• **WHAT THE EXERCISE ASKS**
Please put every line of the rows below into a JSON list of strings, one string per line, skipping any blank lines. Leave the pictures out of the answer.

==== MATERIAL SUPPLIED ====

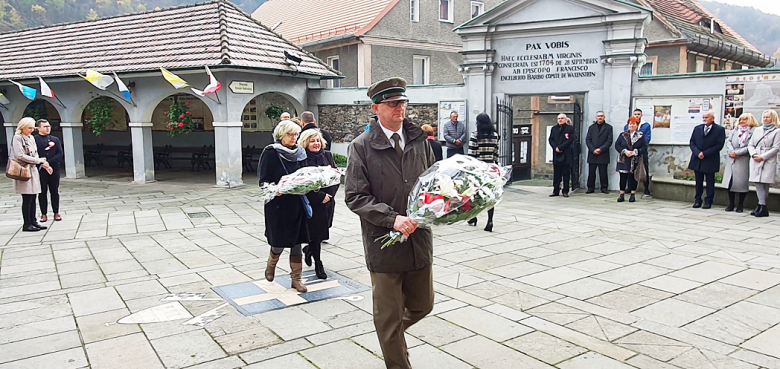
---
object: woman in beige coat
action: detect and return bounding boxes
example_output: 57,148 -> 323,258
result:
748,110 -> 780,217
11,118 -> 52,232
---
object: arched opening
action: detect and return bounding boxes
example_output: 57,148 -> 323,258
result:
241,92 -> 303,172
151,93 -> 216,183
81,96 -> 133,180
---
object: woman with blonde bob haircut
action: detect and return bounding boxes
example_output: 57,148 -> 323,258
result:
9,117 -> 52,232
723,113 -> 758,213
257,120 -> 311,293
748,110 -> 780,217
298,129 -> 339,279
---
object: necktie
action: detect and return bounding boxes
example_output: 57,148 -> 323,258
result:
391,133 -> 404,158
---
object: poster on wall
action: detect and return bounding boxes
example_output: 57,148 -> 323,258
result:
634,96 -> 721,145
723,74 -> 780,127
438,100 -> 468,141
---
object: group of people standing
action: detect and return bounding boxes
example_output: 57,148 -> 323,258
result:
8,117 -> 64,232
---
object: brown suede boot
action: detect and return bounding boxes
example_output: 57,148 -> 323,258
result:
265,251 -> 282,282
290,255 -> 309,293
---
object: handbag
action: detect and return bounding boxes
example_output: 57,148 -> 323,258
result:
5,158 -> 32,182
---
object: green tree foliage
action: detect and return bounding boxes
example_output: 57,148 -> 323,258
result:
0,0 -> 266,32
701,1 -> 780,56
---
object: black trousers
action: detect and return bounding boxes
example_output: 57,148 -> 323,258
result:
588,164 -> 609,191
553,164 -> 571,193
620,173 -> 639,192
694,172 -> 715,204
38,165 -> 60,215
447,146 -> 463,158
22,194 -> 38,227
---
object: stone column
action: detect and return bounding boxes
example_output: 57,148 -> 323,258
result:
60,123 -> 87,178
214,122 -> 244,187
130,123 -> 154,183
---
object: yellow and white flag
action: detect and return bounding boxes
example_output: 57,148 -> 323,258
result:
160,67 -> 189,90
81,69 -> 114,90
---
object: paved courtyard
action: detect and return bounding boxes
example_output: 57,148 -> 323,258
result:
0,179 -> 780,369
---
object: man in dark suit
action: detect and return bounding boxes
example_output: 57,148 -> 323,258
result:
585,111 -> 612,193
688,112 -> 726,209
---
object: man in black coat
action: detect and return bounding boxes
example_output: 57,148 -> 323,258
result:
35,119 -> 65,222
585,111 -> 612,193
547,114 -> 574,197
688,112 -> 726,209
301,111 -> 333,151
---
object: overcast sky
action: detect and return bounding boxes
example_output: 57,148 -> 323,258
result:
712,0 -> 780,15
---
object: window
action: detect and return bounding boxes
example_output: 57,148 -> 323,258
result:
412,55 -> 431,85
639,61 -> 655,76
328,55 -> 341,88
439,0 -> 455,23
471,1 -> 485,18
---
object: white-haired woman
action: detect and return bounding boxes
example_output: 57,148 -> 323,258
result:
748,110 -> 780,217
298,129 -> 339,279
11,118 -> 52,232
257,120 -> 311,292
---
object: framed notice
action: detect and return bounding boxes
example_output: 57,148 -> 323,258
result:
438,100 -> 468,141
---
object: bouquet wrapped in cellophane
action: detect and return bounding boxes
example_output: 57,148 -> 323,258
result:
260,166 -> 342,204
375,155 -> 512,249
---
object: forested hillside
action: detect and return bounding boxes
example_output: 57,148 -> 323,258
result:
701,0 -> 780,57
0,0 -> 265,32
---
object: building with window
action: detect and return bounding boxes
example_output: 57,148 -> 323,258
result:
252,0 -> 501,87
631,0 -> 772,76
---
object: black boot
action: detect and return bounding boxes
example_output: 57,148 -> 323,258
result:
726,191 -> 735,211
314,261 -> 328,279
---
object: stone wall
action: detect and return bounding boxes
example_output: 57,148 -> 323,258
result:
317,104 -> 438,142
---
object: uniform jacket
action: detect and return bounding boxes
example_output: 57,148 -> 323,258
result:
345,118 -> 436,273
748,126 -> 780,184
257,145 -> 309,247
688,123 -> 726,173
11,134 -> 43,195
723,128 -> 755,192
303,149 -> 339,241
547,124 -> 574,165
585,122 -> 612,164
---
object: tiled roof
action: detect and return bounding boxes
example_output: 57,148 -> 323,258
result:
644,0 -> 761,54
0,0 -> 338,79
252,0 -> 398,45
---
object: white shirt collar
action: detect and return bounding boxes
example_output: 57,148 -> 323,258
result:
376,118 -> 406,149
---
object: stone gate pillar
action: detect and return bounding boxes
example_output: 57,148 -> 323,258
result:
214,122 -> 244,187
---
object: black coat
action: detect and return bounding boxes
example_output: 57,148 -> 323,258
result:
257,145 -> 309,248
585,122 -> 612,164
301,123 -> 333,151
303,150 -> 339,241
547,124 -> 574,165
615,132 -> 647,173
688,123 -> 726,173
428,138 -> 442,161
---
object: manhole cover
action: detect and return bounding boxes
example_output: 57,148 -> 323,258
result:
187,211 -> 211,219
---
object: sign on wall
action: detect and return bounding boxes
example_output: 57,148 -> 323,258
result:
723,74 -> 780,127
632,96 -> 722,145
439,100 -> 468,141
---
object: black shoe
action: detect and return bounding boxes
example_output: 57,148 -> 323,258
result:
314,261 -> 328,279
303,245 -> 311,266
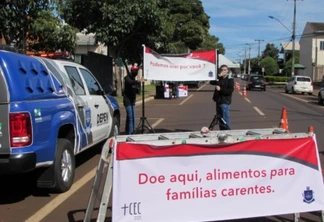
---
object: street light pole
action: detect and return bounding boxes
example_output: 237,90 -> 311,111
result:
254,39 -> 264,65
291,0 -> 297,76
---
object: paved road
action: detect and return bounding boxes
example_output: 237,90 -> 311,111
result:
0,82 -> 324,222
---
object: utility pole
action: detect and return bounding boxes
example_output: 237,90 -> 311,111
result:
248,45 -> 251,75
291,0 -> 297,76
254,39 -> 264,65
246,43 -> 251,75
244,47 -> 246,74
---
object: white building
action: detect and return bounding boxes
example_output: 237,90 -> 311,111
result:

====

• **RESPONSE TO THE EXERCISE**
[
  "---",
  "object: woman in beige coat",
  "action: detect and return bounding boxes",
  "example_output: 57,148 -> 323,258",
  "result:",
  "748,110 -> 780,217",
  "11,118 -> 52,232",
  "---",
  "object: arched opening",
  "action: detect and return bounding boxes",
  "example_output: 57,148 -> 323,258",
  "result:",
  "241,92 -> 303,172",
  "151,93 -> 216,183",
  "81,96 -> 133,180",
  "---",
  "object: woman with blonde bob haircut",
  "action: detect and return bounding boxes",
  "example_output: 57,148 -> 323,258",
  "result:",
  "9,117 -> 52,232",
  "723,113 -> 758,213",
  "257,120 -> 311,293",
  "748,110 -> 780,217",
  "298,129 -> 339,279",
  "---",
  "object: necktie",
  "action: detect and return bounding boxes",
  "example_output: 57,148 -> 323,258",
  "result:",
  "391,133 -> 404,158",
  "---",
  "object: poster on wall",
  "action: detect and return bounding boxes",
  "example_output: 57,148 -> 323,258",
  "result:",
  "634,96 -> 721,145",
  "723,74 -> 780,127",
  "438,100 -> 468,141",
  "---",
  "object: group of people standing",
  "action: detect and return bounding boxes",
  "example_output: 57,148 -> 323,258",
  "result:",
  "8,117 -> 64,232",
  "---",
  "object: brown suede boot",
  "action: detect and return bounding boxes",
  "example_output: 57,148 -> 323,258",
  "result:",
  "265,251 -> 282,282",
  "290,255 -> 309,293",
  "---",
  "object: handbag",
  "action: detect and return bounding boxes",
  "example_output: 57,148 -> 323,258",
  "result:",
  "5,158 -> 32,182",
  "---",
  "object: green tree foliage",
  "action: detect and return bounding boxes",
  "example_output: 57,148 -> 323,258",
  "result:",
  "0,0 -> 266,32",
  "701,1 -> 780,56",
  "---",
  "object: black trousers",
  "action: detect and return bounding boxes",
  "example_output: 57,148 -> 323,258",
  "result:",
  "588,164 -> 609,191",
  "553,164 -> 571,193",
  "620,173 -> 639,192",
  "694,172 -> 715,204",
  "38,165 -> 60,215",
  "447,146 -> 463,158",
  "22,194 -> 38,227",
  "---",
  "object: stone column",
  "action: detect and return bounding boxes",
  "example_output: 57,148 -> 323,258",
  "result:",
  "60,123 -> 87,178",
  "214,122 -> 244,187",
  "130,123 -> 154,183",
  "---",
  "object: yellow and white flag",
  "action: detect and return bounding boxes",
  "example_output: 57,148 -> 323,258",
  "result:",
  "160,67 -> 189,90",
  "81,69 -> 114,90",
  "---",
  "object: paved courtyard",
  "action: detect and return bounding boxes",
  "example_output: 57,148 -> 323,258",
  "result:",
  "0,179 -> 780,369",
  "---",
  "object: man in dark suit",
  "action: detect and return bounding boxes",
  "example_output: 57,148 -> 323,258",
  "result:",
  "585,111 -> 612,193",
  "688,112 -> 726,209",
  "---",
  "object: man in black coat",
  "action: detect and return bounding boxes",
  "example_output: 57,148 -> 323,258",
  "result:",
  "35,119 -> 65,222",
  "585,111 -> 612,193",
  "547,114 -> 574,197",
  "688,112 -> 726,209",
  "301,111 -> 333,151",
  "---",
  "object: overcast sky",
  "action: detect and return bounding boxes",
  "example_output: 57,148 -> 323,258",
  "result:",
  "712,0 -> 780,15",
  "---",
  "object: window",
  "action: detect and return bounding boxes",
  "example_output: 57,148 -> 323,258",
  "result:",
  "412,55 -> 431,85",
  "639,61 -> 655,76",
  "328,55 -> 341,88",
  "439,0 -> 455,23",
  "471,1 -> 485,18",
  "---",
  "object: white-haired woman",
  "action: detect and return bounding boxes",
  "example_output: 57,148 -> 323,258",
  "result:",
  "748,110 -> 780,217",
  "298,129 -> 339,279",
  "11,118 -> 52,232",
  "257,120 -> 311,292",
  "---",
  "object: framed notice",
  "action: detect and return bounding boxes",
  "example_output: 57,148 -> 323,258",
  "result:",
  "438,100 -> 468,141",
  "---",
  "object: bouquet wrapped in cellophane",
  "action: detect and return bounding boxes",
  "example_output: 57,148 -> 323,258",
  "result:",
  "260,166 -> 342,204",
  "375,155 -> 512,249",
  "---",
  "object: forested hillside",
  "action: detect and return bounding boxes",
  "example_output: 57,148 -> 323,258",
  "result:",
  "701,0 -> 780,57",
  "0,0 -> 265,32",
  "---",
  "object: building with window",
  "action: detect and return bounding boxes",
  "example_output: 57,148 -> 323,258",
  "result:",
  "252,0 -> 501,87",
  "631,0 -> 772,76",
  "---",
  "object: black boot",
  "action: detect and return bounding boxes",
  "example_output: 57,148 -> 323,258",
  "result:",
  "726,191 -> 735,211",
  "314,261 -> 328,279",
  "---",
  "object: stone wall",
  "action: detect and return bounding boxes",
  "example_output: 57,148 -> 323,258",
  "result:",
  "317,104 -> 438,142",
  "---",
  "object: uniform jacket",
  "action: detect and return bounding boxes",
  "example_output: 57,148 -> 323,258",
  "result:",
  "345,118 -> 436,273",
  "748,126 -> 780,184",
  "257,145 -> 309,247",
  "688,123 -> 726,173",
  "11,134 -> 43,195",
  "723,128 -> 755,192",
  "303,149 -> 339,241",
  "547,124 -> 574,165",
  "585,122 -> 612,164",
  "---",
  "object: tiled roof",
  "action: detect and return bounding boxes",
  "example_output: 57,148 -> 323,258",
  "result:",
  "644,0 -> 761,54",
  "0,0 -> 338,79",
  "252,0 -> 398,45",
  "---",
  "object: white shirt collar",
  "action: detect and return bounding boxes",
  "example_output: 57,148 -> 323,258",
  "result:",
  "376,118 -> 406,149",
  "---",
  "object: stone gate pillar",
  "action: detect and return bounding boxes",
  "example_output: 57,148 -> 323,258",
  "result:",
  "214,122 -> 244,187",
  "---",
  "object: black coat",
  "action: detect and return bounding boxes",
  "example_output: 57,148 -> 323,258",
  "result:",
  "257,145 -> 309,248",
  "585,122 -> 612,164",
  "301,123 -> 333,151",
  "303,150 -> 339,241",
  "547,124 -> 574,165",
  "615,132 -> 647,173",
  "688,123 -> 726,173",
  "428,138 -> 442,161",
  "---",
  "object: manhole cover",
  "action: detect and return bounding boxes",
  "example_output: 57,148 -> 323,258",
  "result:",
  "187,211 -> 211,219",
  "---",
  "object: sign on wall",
  "action: detect and return bounding boxes",
  "example_output: 57,148 -> 323,258",
  "result:",
  "723,74 -> 780,127",
  "632,96 -> 722,145",
  "439,100 -> 468,141",
  "---",
  "object: black shoe",
  "action: detect and return bounding boxes",
  "example_output: 57,148 -> 323,258",
  "result:",
  "314,261 -> 328,279",
  "303,245 -> 311,266",
  "---",
  "object: street light pole",
  "action: detect and return bounding boxes",
  "example_output: 237,90 -> 311,111",
  "result:",
  "254,39 -> 264,65",
  "291,0 -> 297,76",
  "---",
  "object: paved road",
  "action: detect and return bounding boxes",
  "example_output: 237,90 -> 311,111",
  "result:",
  "0,82 -> 324,222",
  "---",
  "object: utility pole",
  "action: detect and return bounding boxes",
  "example_output: 237,90 -> 311,111",
  "result:",
  "248,45 -> 251,75",
  "291,0 -> 297,76",
  "254,39 -> 264,65",
  "246,43 -> 251,75",
  "244,47 -> 246,74",
  "---",
  "object: white building",
  "action: detect and return bounding boxes",
  "example_output: 237,90 -> 311,111",
  "result:"
]